*Collected data*
* * *
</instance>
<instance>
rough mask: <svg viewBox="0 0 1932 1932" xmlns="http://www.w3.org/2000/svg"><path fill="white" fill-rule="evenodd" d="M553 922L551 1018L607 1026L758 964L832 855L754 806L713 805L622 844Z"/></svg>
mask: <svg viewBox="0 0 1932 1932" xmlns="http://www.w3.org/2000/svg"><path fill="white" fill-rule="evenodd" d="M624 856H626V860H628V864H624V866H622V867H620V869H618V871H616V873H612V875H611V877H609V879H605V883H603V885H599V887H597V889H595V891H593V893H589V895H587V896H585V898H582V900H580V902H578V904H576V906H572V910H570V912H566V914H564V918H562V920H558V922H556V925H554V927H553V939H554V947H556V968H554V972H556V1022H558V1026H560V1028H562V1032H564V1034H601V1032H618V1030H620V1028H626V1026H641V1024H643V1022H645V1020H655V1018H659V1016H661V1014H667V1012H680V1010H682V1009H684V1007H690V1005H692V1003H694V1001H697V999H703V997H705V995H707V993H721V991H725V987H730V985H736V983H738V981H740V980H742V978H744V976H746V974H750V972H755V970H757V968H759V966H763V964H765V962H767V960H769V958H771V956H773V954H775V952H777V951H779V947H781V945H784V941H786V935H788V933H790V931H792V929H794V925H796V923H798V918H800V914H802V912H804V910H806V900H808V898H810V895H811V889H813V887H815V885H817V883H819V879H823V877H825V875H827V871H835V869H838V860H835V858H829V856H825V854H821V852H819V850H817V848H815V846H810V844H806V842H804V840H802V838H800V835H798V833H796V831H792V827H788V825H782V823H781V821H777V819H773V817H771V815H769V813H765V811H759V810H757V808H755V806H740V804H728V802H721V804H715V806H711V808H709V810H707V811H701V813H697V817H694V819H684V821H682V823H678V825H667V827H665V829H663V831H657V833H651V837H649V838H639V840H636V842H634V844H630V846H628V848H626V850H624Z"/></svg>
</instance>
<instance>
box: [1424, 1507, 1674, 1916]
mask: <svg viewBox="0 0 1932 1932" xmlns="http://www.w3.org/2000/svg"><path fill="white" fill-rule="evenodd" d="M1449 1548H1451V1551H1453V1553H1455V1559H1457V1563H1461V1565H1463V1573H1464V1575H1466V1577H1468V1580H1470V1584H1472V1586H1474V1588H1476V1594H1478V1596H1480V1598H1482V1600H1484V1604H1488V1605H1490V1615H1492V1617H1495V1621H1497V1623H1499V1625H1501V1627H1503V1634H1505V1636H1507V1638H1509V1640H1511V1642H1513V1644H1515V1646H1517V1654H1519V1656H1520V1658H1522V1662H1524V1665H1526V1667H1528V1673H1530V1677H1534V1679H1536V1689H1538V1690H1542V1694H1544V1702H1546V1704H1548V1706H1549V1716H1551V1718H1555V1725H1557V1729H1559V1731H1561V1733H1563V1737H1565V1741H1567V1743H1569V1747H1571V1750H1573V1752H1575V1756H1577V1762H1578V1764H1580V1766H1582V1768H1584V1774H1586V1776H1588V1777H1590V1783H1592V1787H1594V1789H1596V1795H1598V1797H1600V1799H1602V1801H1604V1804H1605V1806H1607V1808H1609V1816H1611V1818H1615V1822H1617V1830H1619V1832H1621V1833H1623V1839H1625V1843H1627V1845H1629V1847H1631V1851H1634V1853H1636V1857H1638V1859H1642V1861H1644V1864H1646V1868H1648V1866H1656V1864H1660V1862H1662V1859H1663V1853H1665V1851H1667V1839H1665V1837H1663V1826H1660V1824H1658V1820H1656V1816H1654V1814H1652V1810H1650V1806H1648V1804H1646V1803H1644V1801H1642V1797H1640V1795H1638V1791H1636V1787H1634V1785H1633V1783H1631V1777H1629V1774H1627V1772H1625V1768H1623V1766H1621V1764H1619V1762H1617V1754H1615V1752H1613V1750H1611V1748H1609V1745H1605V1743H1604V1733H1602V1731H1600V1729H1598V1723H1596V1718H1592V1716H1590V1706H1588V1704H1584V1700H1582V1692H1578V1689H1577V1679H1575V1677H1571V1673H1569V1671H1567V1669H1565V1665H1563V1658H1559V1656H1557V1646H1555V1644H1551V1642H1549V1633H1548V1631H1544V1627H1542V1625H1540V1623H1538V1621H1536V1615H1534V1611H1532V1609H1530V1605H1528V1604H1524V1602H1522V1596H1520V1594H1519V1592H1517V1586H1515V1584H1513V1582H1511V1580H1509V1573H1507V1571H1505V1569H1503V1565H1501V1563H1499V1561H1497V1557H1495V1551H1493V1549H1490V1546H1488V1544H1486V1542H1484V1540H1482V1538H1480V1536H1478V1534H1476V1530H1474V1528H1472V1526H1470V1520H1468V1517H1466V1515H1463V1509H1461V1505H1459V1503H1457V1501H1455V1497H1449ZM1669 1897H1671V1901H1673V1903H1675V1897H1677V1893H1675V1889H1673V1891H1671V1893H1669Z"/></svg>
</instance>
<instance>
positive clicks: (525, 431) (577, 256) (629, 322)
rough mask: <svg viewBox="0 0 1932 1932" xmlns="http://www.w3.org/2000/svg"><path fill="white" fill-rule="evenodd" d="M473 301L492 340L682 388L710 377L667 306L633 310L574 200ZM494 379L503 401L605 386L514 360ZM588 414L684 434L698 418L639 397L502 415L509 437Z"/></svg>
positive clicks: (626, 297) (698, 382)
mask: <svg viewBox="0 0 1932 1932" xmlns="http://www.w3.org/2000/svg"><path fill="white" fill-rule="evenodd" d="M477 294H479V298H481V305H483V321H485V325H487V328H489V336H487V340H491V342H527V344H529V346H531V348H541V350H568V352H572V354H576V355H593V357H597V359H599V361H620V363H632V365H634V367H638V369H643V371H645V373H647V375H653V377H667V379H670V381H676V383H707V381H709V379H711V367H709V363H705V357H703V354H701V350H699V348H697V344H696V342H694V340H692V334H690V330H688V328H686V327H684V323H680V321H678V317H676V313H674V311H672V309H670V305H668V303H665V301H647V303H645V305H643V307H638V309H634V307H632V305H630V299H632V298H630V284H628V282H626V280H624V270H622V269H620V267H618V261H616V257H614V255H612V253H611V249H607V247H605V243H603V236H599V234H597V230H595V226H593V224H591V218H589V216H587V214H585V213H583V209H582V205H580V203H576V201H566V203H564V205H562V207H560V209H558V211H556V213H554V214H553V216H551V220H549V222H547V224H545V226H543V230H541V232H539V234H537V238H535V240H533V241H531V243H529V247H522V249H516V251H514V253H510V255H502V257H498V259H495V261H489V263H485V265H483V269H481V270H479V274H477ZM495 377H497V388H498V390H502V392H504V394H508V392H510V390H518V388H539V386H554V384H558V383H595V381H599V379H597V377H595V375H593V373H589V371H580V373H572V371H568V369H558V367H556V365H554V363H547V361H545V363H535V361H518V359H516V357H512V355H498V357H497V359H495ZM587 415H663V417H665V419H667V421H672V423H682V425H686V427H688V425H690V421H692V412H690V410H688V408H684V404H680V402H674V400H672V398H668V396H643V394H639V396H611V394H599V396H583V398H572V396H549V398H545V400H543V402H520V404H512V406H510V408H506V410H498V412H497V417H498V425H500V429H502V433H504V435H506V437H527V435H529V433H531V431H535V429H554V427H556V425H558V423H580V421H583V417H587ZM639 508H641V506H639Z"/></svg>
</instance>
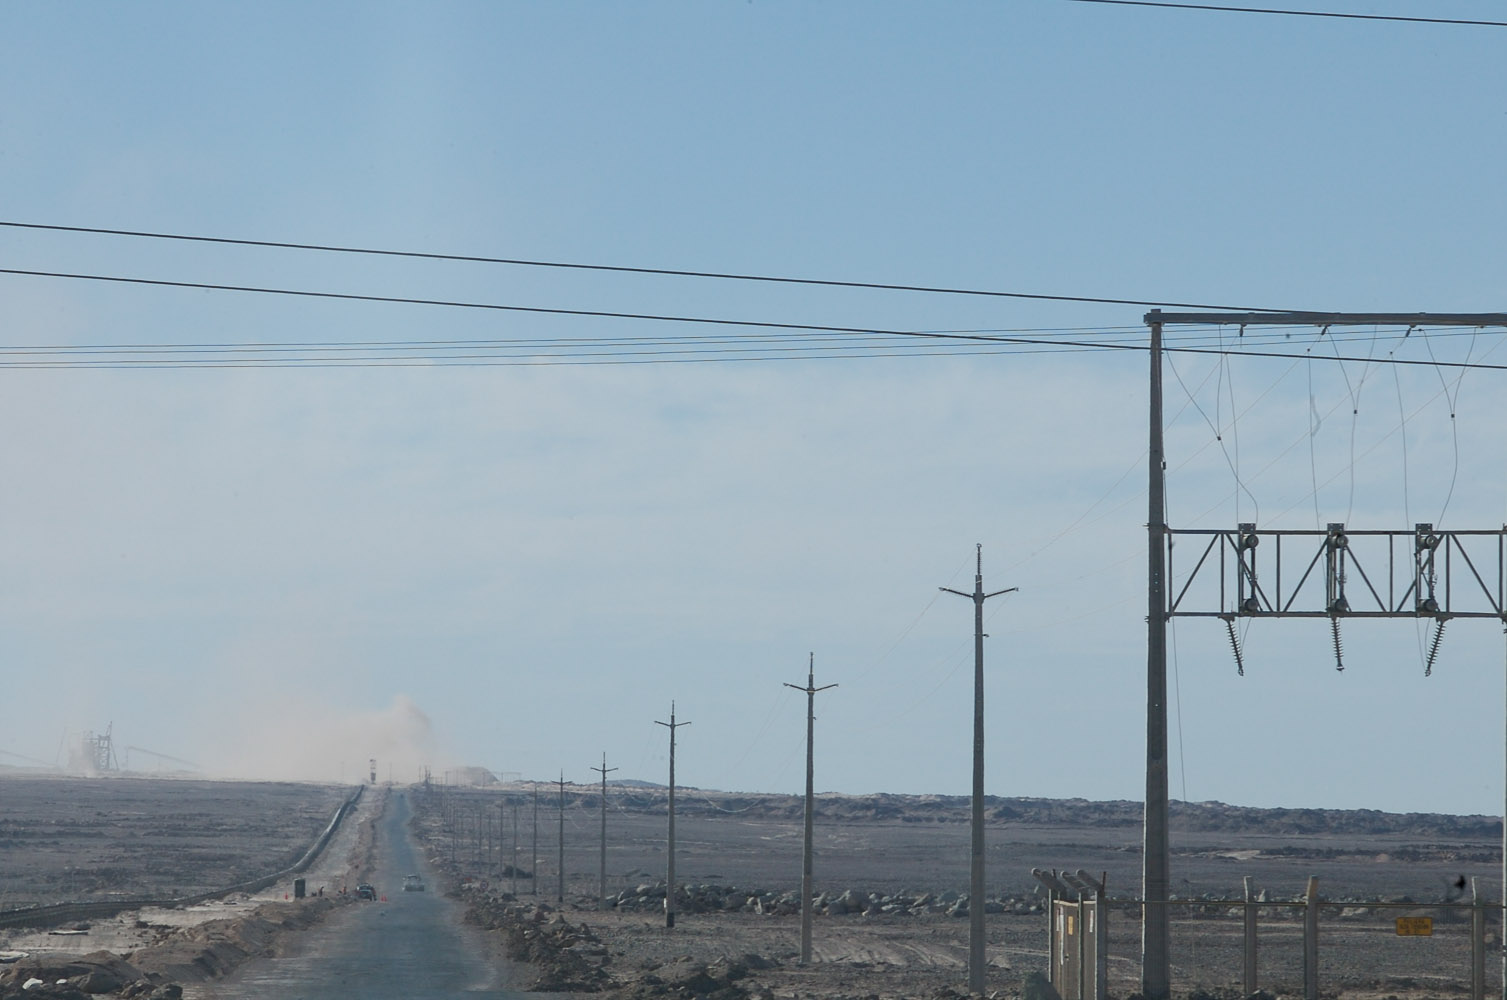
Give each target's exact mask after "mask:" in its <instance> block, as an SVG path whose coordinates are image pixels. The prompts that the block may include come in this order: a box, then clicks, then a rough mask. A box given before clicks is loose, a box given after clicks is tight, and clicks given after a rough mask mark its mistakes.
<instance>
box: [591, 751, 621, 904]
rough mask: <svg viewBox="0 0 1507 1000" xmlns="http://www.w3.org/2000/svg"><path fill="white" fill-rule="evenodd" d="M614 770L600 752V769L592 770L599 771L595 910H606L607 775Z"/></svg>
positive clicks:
* * *
*Work task*
Here the answer is the exact run of lines above, from the line with "box: [591, 751, 621, 904]" down to the last, and nothing else.

*Exercise answer*
box: [591, 751, 621, 904]
rough mask: <svg viewBox="0 0 1507 1000" xmlns="http://www.w3.org/2000/svg"><path fill="white" fill-rule="evenodd" d="M614 770L600 752V769L592 770L599 771L595 910H606L607 775Z"/></svg>
positive clicks:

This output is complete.